(What you should do): Output every entry exactly, without any pictures.

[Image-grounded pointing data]
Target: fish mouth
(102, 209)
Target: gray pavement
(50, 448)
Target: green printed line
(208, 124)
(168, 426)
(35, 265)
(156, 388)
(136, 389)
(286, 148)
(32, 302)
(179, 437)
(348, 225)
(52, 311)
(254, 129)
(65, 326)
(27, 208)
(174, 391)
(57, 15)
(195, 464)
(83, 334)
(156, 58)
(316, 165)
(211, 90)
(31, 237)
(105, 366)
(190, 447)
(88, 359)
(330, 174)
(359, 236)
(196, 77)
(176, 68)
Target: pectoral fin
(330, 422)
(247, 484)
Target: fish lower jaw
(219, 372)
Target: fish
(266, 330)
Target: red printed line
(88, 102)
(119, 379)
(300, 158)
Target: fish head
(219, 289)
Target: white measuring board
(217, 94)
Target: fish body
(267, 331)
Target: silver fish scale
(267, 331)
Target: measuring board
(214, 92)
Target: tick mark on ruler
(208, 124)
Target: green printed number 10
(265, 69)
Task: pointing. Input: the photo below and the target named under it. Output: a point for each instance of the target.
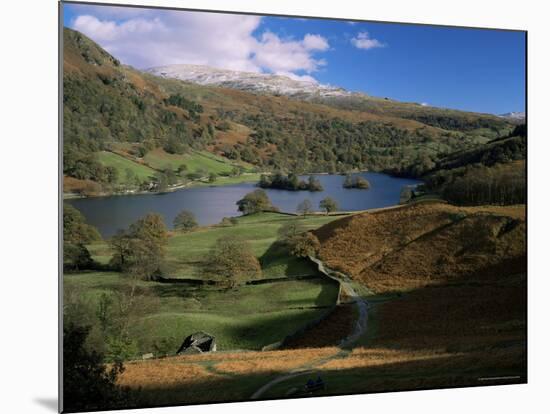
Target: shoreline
(244, 178)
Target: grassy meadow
(245, 318)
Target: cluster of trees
(101, 106)
(185, 221)
(290, 182)
(356, 182)
(255, 202)
(88, 383)
(76, 235)
(308, 142)
(478, 184)
(140, 250)
(232, 261)
(493, 173)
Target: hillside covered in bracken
(110, 107)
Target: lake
(211, 204)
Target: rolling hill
(112, 107)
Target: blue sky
(469, 69)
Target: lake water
(211, 204)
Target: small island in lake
(356, 182)
(290, 182)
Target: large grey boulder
(197, 343)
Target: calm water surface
(211, 204)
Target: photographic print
(264, 207)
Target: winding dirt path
(359, 329)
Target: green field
(187, 250)
(249, 317)
(195, 161)
(123, 164)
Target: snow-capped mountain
(518, 116)
(247, 81)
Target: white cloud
(277, 55)
(315, 42)
(146, 38)
(364, 41)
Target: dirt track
(359, 329)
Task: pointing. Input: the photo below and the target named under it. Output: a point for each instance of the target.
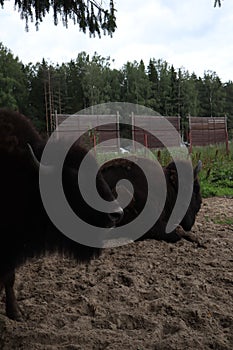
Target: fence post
(190, 136)
(227, 139)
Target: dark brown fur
(26, 230)
(117, 169)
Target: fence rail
(202, 130)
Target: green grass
(216, 177)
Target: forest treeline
(38, 89)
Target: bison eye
(116, 216)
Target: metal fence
(202, 131)
(205, 131)
(154, 124)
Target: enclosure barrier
(202, 131)
(205, 131)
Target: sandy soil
(147, 295)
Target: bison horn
(46, 169)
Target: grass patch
(216, 177)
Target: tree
(217, 2)
(13, 83)
(87, 14)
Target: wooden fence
(202, 131)
(92, 128)
(156, 125)
(205, 131)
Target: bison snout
(116, 216)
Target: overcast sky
(190, 34)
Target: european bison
(26, 230)
(117, 169)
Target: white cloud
(190, 33)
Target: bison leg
(12, 309)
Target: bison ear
(197, 169)
(46, 169)
(173, 177)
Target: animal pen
(205, 131)
(202, 131)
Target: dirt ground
(146, 295)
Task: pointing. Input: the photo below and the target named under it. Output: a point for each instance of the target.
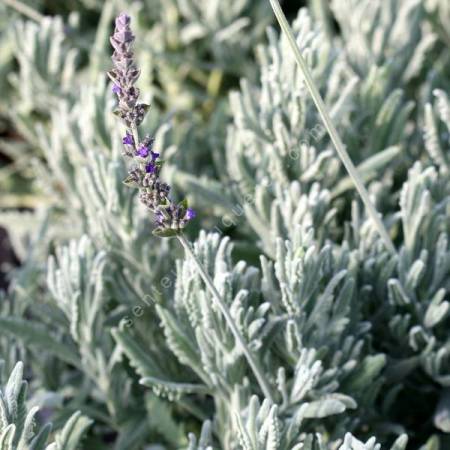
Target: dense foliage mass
(120, 341)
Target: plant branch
(226, 313)
(343, 155)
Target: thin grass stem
(342, 152)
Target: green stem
(345, 158)
(226, 313)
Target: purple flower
(159, 217)
(142, 151)
(190, 214)
(128, 139)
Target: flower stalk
(170, 218)
(334, 135)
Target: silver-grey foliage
(119, 327)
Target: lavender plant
(291, 326)
(170, 217)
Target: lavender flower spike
(170, 218)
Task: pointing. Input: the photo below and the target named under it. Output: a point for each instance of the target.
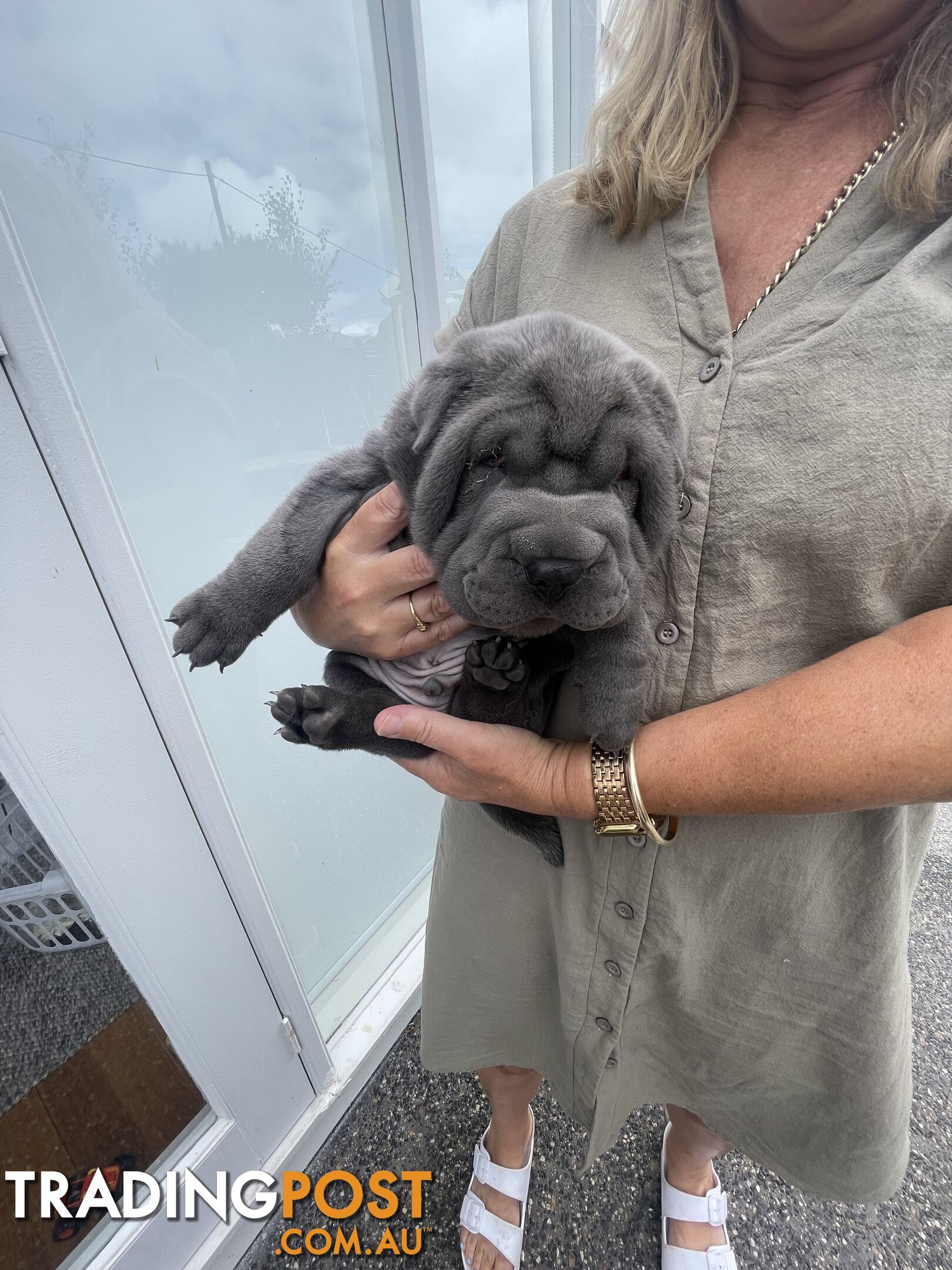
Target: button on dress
(755, 970)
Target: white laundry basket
(38, 905)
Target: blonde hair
(673, 70)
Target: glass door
(209, 201)
(140, 1032)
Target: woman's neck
(824, 69)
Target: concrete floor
(608, 1219)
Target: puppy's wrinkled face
(548, 474)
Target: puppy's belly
(424, 679)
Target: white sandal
(711, 1208)
(474, 1215)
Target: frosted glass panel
(206, 197)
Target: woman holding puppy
(765, 215)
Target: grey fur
(592, 445)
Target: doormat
(50, 1006)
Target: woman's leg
(509, 1091)
(692, 1148)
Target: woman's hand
(361, 602)
(482, 763)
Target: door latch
(291, 1034)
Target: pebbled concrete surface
(408, 1118)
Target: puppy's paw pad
(497, 663)
(307, 714)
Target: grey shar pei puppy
(541, 460)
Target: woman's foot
(508, 1145)
(688, 1156)
(685, 1177)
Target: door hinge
(291, 1034)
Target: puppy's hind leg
(514, 683)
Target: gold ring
(421, 624)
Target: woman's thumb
(427, 728)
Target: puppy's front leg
(339, 716)
(277, 566)
(611, 675)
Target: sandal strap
(504, 1237)
(686, 1259)
(513, 1183)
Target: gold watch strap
(615, 811)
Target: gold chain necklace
(880, 153)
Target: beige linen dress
(755, 970)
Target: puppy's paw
(309, 716)
(211, 629)
(497, 662)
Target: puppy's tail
(541, 831)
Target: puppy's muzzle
(551, 578)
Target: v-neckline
(692, 253)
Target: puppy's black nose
(552, 578)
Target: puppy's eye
(488, 459)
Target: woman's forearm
(867, 727)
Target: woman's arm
(867, 727)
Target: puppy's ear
(442, 385)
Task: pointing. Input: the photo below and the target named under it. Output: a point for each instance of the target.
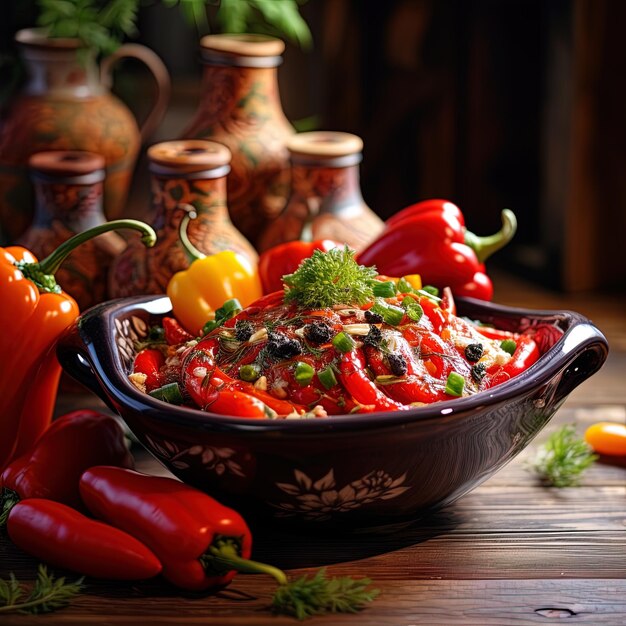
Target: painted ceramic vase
(68, 189)
(240, 107)
(191, 172)
(66, 105)
(325, 200)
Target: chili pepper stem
(42, 273)
(484, 247)
(8, 499)
(193, 254)
(225, 555)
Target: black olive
(243, 330)
(397, 364)
(280, 346)
(318, 332)
(473, 352)
(478, 371)
(373, 337)
(373, 318)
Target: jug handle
(158, 70)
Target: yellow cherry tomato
(607, 438)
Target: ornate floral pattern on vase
(325, 200)
(66, 105)
(240, 107)
(191, 172)
(68, 190)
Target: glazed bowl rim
(116, 385)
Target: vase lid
(242, 50)
(188, 156)
(325, 146)
(66, 163)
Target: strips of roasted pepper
(34, 313)
(209, 281)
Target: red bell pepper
(429, 238)
(149, 361)
(52, 468)
(63, 537)
(201, 543)
(284, 259)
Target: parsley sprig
(46, 595)
(328, 278)
(318, 595)
(561, 461)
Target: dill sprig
(561, 461)
(317, 595)
(328, 278)
(47, 594)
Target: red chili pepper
(526, 353)
(284, 259)
(200, 542)
(149, 362)
(429, 238)
(354, 378)
(63, 537)
(52, 468)
(174, 332)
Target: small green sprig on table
(46, 595)
(563, 458)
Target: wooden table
(511, 552)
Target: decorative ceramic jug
(191, 172)
(240, 107)
(66, 105)
(68, 190)
(325, 200)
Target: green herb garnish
(47, 594)
(455, 384)
(328, 278)
(229, 309)
(317, 595)
(563, 458)
(169, 393)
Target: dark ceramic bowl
(362, 471)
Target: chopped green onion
(343, 342)
(455, 384)
(168, 393)
(384, 289)
(229, 309)
(391, 314)
(250, 372)
(414, 310)
(304, 373)
(508, 345)
(327, 377)
(404, 286)
(430, 290)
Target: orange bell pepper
(34, 312)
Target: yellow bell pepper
(208, 282)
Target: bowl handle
(587, 351)
(74, 359)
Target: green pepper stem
(484, 247)
(223, 556)
(8, 499)
(52, 262)
(193, 254)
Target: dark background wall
(491, 104)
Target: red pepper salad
(340, 339)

(Solution to the problem):
Target: fish mouth
(102, 209)
Target: gray pavement
(50, 448)
Target: green printed line
(208, 124)
(168, 426)
(35, 265)
(156, 388)
(136, 389)
(286, 148)
(32, 302)
(179, 437)
(348, 225)
(52, 311)
(254, 129)
(65, 326)
(27, 208)
(174, 391)
(57, 15)
(195, 464)
(83, 334)
(156, 58)
(316, 165)
(211, 90)
(31, 237)
(105, 366)
(190, 447)
(88, 359)
(330, 174)
(359, 236)
(196, 77)
(176, 68)
Target: pectoral fin
(330, 422)
(247, 484)
Target: fish lower jaw
(219, 372)
Target: fish
(266, 330)
Target: red printed line
(88, 102)
(119, 379)
(300, 158)
Target: fish head
(219, 289)
Target: white measuring board
(217, 94)
Target: fish body
(267, 331)
Target: silver fish scale
(267, 331)
Target: measuring board
(214, 92)
Target: tick mark on ruler
(208, 124)
Target: green printed number 10
(265, 69)
Task: pointing. Input: the photo below and the target named under it. Output: a point for each instance of the target.
Target: shoreline
(244, 178)
Target: grassy meadow
(245, 318)
Target: cluster of trees
(101, 106)
(185, 221)
(290, 182)
(356, 182)
(255, 202)
(88, 383)
(76, 235)
(308, 142)
(478, 184)
(140, 250)
(232, 261)
(493, 173)
Target: hillside covered in bracken
(110, 107)
Target: lake
(211, 204)
Target: rolling hill
(112, 107)
Target: blue sky
(469, 69)
Target: lake water
(211, 204)
Target: small island in lake
(356, 182)
(290, 182)
Target: large grey boulder
(197, 343)
Target: calm water surface
(211, 204)
Target: photographic print
(264, 207)
Target: winding dirt path
(359, 329)
Target: green field
(187, 250)
(249, 317)
(195, 161)
(123, 164)
Target: snow-capped mountain
(518, 116)
(247, 81)
Target: white cloud
(277, 55)
(315, 42)
(146, 38)
(364, 41)
Target: dirt track
(359, 329)
Task: pointing. Input: the photo below and the target named under it. Output: a point for each instance of the target.
Target: fence post
(190, 136)
(227, 139)
Target: dark brown fur
(26, 230)
(117, 169)
Target: fence rail
(202, 130)
Target: green grass
(216, 177)
Target: forest treeline
(38, 89)
Target: bison eye
(116, 216)
Target: metal fence
(202, 131)
(205, 131)
(154, 124)
Target: enclosure barrier
(202, 131)
(205, 131)
Target: sandy soil
(147, 295)
Target: bison horn
(46, 169)
Target: grass patch
(216, 177)
Target: tree
(217, 2)
(13, 83)
(87, 14)
Target: wooden fence
(202, 131)
(92, 128)
(156, 125)
(205, 131)
Target: bison snout
(116, 216)
Target: overcast sky
(190, 34)
Target: european bison
(26, 230)
(117, 169)
Target: white cloud
(190, 33)
Target: bison leg
(12, 309)
Target: bison ear
(197, 169)
(46, 169)
(173, 177)
Target: animal pen
(205, 131)
(202, 131)
Target: dirt ground
(146, 295)
Task: pointing. Input: the photo below and the target named under it. Output: a point for each instance of the target.
Target: dense foliage mass
(120, 341)
Target: plant branch
(226, 313)
(343, 155)
Target: thin grass stem
(342, 152)
Target: green stem
(345, 158)
(226, 313)
Target: purple flower
(159, 217)
(142, 151)
(190, 214)
(128, 139)
Target: flower stalk
(170, 218)
(334, 135)
Target: silver-grey foliage
(119, 327)
Target: lavender plant
(291, 326)
(170, 217)
Target: lavender flower spike
(170, 218)
Task: pointing. Input: the photo below and the target named under it. Output: a point for each instance of the target.
Target: button on dress
(755, 970)
Target: white laundry basket
(38, 905)
Target: blonde hair
(673, 70)
Target: glass door
(209, 201)
(140, 1032)
Target: woman's neck
(824, 69)
Target: concrete floor
(608, 1219)
Target: puppy's wrinkled face
(548, 474)
Target: puppy's belly
(424, 679)
Target: white sandal
(711, 1208)
(474, 1215)
Target: frosted glass panel
(206, 197)
Target: woman holding puppy
(765, 215)
Target: grey fur
(592, 445)
Target: doormat
(50, 1006)
Target: woman's leg
(509, 1091)
(692, 1148)
Target: woman's hand
(361, 602)
(482, 763)
Target: door latch
(291, 1034)
Target: pebbled concrete surface
(408, 1118)
Target: puppy's paw pad
(497, 663)
(307, 714)
Target: grey shar pei puppy
(541, 460)
Target: woman's foot
(508, 1145)
(688, 1156)
(685, 1177)
Target: door hinge
(291, 1034)
Target: puppy's hind leg
(514, 683)
Target: gold ring
(421, 624)
Target: woman's thumb
(427, 728)
Target: puppy's front leg
(339, 716)
(277, 566)
(611, 675)
Target: sandal strap
(504, 1237)
(686, 1259)
(513, 1183)
Target: gold watch strap
(615, 811)
Target: gold chain necklace
(880, 153)
Target: beige linen dress
(755, 970)
Target: puppy's paw
(309, 716)
(211, 629)
(497, 662)
Target: puppy's tail
(541, 831)
Target: puppy's muzzle
(551, 578)
Target: v-neckline
(692, 253)
Target: puppy's black nose
(552, 578)
Target: puppy's eye
(488, 459)
Target: woman's forearm
(867, 727)
Target: woman's arm
(867, 727)
Target: puppy's ear
(442, 385)
Task: pointing. Input: the photo below and the target named under it. Output: a point for each instance of the target.
Target: painted ceramic vase
(68, 189)
(240, 107)
(191, 172)
(66, 105)
(325, 200)
Target: chili pepper stem
(42, 273)
(484, 247)
(8, 499)
(193, 254)
(225, 555)
Target: black olive
(243, 330)
(397, 364)
(280, 346)
(318, 332)
(473, 352)
(478, 371)
(373, 337)
(373, 318)
Target: jug handle
(158, 70)
Target: yellow cherry tomato
(607, 438)
Target: ornate floral pattern on vase
(325, 200)
(66, 105)
(240, 107)
(191, 172)
(68, 190)
Target: glazed bowl rim
(116, 385)
Target: vase lid
(242, 50)
(188, 156)
(325, 146)
(66, 163)
Target: strips of roasted pepper
(34, 313)
(209, 281)
Target: red bell pepper
(429, 238)
(149, 361)
(52, 468)
(63, 537)
(201, 543)
(284, 259)
Target: parsley sprig
(46, 595)
(328, 278)
(318, 595)
(561, 461)
Target: dill sprig
(561, 461)
(317, 595)
(328, 278)
(47, 594)
Target: red chili pepper
(526, 353)
(284, 259)
(200, 542)
(149, 362)
(429, 238)
(354, 378)
(63, 537)
(52, 468)
(174, 332)
Target: small green sprig on table
(46, 595)
(563, 458)
Target: wooden table
(511, 552)
Target: decorative ceramic jug
(191, 172)
(240, 107)
(66, 105)
(68, 190)
(325, 200)
Target: green herb garnish
(47, 594)
(455, 384)
(328, 278)
(229, 309)
(317, 595)
(563, 458)
(169, 393)
Target: dark ceramic bowl
(362, 471)
Target: chopped green onion
(343, 342)
(455, 384)
(168, 393)
(384, 289)
(229, 309)
(391, 314)
(250, 372)
(414, 310)
(304, 373)
(508, 345)
(327, 377)
(404, 286)
(430, 290)
Target: orange bell pepper
(34, 312)
Target: yellow bell pepper
(208, 282)
Target: bowl handle
(587, 351)
(74, 359)
Target: green pepper stem
(484, 247)
(223, 556)
(8, 499)
(52, 262)
(193, 254)
Target: dark background wall
(491, 104)
Target: red pepper salad
(340, 339)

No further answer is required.